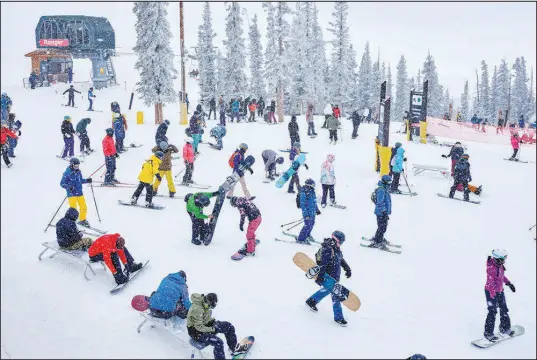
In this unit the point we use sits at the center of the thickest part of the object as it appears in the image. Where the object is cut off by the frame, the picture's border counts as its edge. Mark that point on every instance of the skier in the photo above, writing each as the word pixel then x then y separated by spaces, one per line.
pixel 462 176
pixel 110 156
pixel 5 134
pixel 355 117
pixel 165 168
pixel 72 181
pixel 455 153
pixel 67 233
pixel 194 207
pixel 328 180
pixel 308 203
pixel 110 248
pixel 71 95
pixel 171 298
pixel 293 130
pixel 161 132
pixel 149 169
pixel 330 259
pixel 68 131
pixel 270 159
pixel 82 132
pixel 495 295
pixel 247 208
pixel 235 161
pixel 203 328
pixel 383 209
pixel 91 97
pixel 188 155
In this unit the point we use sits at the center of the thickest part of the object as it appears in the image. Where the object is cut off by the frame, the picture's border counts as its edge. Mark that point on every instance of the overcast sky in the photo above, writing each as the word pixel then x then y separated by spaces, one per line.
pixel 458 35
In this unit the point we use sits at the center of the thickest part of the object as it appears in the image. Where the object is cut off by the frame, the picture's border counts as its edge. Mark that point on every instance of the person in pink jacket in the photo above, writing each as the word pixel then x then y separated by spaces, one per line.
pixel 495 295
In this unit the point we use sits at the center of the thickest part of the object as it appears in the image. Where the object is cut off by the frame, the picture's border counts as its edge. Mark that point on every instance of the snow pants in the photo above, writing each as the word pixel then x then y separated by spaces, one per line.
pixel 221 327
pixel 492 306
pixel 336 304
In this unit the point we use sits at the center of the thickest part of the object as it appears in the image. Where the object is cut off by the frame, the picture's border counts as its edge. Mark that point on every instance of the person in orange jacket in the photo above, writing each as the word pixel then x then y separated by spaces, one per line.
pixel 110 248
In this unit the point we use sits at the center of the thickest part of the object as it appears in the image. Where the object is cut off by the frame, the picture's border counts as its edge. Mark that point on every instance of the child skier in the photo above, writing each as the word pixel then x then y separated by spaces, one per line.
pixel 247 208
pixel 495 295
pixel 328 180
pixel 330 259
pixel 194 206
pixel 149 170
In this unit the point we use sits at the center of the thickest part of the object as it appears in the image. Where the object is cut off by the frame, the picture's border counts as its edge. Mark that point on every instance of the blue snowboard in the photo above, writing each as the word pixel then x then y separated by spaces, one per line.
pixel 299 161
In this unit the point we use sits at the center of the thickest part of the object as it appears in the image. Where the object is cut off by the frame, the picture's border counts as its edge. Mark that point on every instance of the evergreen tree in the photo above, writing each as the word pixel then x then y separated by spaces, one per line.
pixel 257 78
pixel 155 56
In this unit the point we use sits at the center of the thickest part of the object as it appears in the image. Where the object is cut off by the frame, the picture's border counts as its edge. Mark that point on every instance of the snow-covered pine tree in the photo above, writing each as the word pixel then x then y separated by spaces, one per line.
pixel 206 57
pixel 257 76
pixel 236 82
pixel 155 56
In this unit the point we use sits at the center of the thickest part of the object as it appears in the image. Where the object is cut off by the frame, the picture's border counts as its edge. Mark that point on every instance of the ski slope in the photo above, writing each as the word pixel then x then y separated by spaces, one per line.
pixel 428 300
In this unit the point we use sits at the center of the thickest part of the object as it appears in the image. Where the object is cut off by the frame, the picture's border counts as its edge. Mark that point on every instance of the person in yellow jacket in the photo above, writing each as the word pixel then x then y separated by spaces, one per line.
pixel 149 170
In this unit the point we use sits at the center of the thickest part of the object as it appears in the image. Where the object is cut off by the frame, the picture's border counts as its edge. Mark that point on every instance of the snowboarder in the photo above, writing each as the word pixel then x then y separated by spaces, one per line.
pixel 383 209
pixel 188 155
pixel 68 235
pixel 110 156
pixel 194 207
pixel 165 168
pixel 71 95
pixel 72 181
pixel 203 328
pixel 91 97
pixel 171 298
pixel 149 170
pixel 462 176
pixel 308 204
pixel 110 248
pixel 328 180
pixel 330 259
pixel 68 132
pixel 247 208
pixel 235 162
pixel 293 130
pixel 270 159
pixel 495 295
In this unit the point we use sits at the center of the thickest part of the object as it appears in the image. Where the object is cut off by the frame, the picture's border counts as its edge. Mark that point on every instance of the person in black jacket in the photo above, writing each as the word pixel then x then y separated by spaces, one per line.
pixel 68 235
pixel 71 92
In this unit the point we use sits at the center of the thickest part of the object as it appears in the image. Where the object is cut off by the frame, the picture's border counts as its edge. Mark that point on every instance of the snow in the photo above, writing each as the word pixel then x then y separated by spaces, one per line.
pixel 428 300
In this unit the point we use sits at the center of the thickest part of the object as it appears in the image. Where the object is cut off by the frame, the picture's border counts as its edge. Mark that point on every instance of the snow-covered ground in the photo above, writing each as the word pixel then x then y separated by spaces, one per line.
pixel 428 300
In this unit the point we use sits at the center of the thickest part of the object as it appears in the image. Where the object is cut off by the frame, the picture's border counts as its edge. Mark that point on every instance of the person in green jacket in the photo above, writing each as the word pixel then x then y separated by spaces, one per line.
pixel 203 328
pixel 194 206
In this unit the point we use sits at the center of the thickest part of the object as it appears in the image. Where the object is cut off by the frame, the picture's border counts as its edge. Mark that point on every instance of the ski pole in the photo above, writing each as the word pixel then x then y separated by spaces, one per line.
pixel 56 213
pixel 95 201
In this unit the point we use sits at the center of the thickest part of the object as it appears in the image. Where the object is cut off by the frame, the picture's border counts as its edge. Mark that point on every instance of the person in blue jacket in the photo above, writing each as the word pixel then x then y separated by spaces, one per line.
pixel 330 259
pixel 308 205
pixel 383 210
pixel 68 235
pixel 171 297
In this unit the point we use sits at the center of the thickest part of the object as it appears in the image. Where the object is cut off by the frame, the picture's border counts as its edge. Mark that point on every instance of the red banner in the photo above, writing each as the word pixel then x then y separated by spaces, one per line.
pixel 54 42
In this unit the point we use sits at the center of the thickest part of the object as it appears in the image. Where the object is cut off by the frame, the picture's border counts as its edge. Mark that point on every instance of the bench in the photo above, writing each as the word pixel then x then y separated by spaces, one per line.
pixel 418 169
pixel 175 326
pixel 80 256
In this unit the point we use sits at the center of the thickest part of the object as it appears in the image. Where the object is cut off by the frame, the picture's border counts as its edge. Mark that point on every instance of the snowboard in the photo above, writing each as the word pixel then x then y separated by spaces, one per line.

____________

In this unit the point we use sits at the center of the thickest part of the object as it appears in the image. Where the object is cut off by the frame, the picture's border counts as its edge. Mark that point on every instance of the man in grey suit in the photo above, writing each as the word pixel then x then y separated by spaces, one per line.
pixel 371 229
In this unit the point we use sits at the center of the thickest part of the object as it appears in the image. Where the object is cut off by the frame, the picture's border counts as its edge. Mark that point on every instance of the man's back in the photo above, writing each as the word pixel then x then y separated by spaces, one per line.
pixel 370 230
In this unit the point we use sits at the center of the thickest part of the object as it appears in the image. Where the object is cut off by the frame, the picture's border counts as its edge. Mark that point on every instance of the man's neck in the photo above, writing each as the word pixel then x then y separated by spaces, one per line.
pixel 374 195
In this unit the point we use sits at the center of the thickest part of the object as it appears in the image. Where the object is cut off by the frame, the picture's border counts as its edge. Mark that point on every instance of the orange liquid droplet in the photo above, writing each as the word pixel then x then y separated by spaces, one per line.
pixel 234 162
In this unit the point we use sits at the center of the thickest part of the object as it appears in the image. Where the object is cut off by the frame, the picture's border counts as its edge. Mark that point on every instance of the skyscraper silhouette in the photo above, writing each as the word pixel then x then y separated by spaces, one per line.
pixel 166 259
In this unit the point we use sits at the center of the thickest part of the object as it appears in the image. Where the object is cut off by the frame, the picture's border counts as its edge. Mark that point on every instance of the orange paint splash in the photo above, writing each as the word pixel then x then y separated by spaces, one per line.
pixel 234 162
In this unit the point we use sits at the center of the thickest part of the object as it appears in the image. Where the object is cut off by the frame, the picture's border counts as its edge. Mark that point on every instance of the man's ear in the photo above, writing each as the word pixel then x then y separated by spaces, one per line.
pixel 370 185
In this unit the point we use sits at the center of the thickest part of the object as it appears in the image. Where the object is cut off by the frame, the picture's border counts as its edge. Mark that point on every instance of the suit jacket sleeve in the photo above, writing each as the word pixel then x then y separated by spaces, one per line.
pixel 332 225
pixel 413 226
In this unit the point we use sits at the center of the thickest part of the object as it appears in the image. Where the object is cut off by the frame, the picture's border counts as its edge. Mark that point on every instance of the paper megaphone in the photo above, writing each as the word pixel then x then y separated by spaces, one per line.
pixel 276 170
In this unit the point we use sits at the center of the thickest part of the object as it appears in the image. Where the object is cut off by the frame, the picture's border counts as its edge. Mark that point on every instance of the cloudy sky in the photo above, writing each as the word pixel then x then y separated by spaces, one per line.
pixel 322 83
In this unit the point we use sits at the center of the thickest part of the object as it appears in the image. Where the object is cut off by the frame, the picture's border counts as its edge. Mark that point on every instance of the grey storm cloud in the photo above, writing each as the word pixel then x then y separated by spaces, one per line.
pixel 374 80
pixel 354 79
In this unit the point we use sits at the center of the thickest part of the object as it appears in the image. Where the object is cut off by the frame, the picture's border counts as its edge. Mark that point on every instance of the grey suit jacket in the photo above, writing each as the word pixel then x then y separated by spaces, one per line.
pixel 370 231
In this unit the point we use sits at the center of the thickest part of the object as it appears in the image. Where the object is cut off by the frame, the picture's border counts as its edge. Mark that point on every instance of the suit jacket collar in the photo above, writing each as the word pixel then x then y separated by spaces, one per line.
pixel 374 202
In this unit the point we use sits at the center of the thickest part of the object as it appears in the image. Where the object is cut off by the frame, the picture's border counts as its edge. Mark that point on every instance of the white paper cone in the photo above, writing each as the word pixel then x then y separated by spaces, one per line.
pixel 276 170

____________

#### Description of the task
Retype every line above, from the one containing "of the skier" down to the one containing "pixel 458 35", with both of those lines included and each line left unchanged.

#### Solution for this exercise
In this unit the point we use sits at the center of the thickest part of the object as it appears in the image. Where the object is cut off by the frame, the picture's border counts as its edge. Mark that point on every instance of the skier in the photo above, writing each as the word pixel then x then y separated by spaces, one per line.
pixel 462 176
pixel 110 156
pixel 5 134
pixel 355 117
pixel 165 168
pixel 72 181
pixel 455 153
pixel 67 233
pixel 194 207
pixel 328 180
pixel 308 203
pixel 110 248
pixel 71 95
pixel 171 298
pixel 293 130
pixel 161 132
pixel 149 169
pixel 330 259
pixel 68 131
pixel 270 159
pixel 82 132
pixel 495 295
pixel 247 208
pixel 235 161
pixel 203 328
pixel 383 209
pixel 91 97
pixel 188 155
In this unit the point we use sits at the center of the thickest part of the object as it appears in the image. Where the object is cut off by the frame, the picture's border counts as its edge. Mark that point on every instance of the overcast sky in the photo above, writing each as the word pixel then x then y separated by spaces, one per line.
pixel 458 35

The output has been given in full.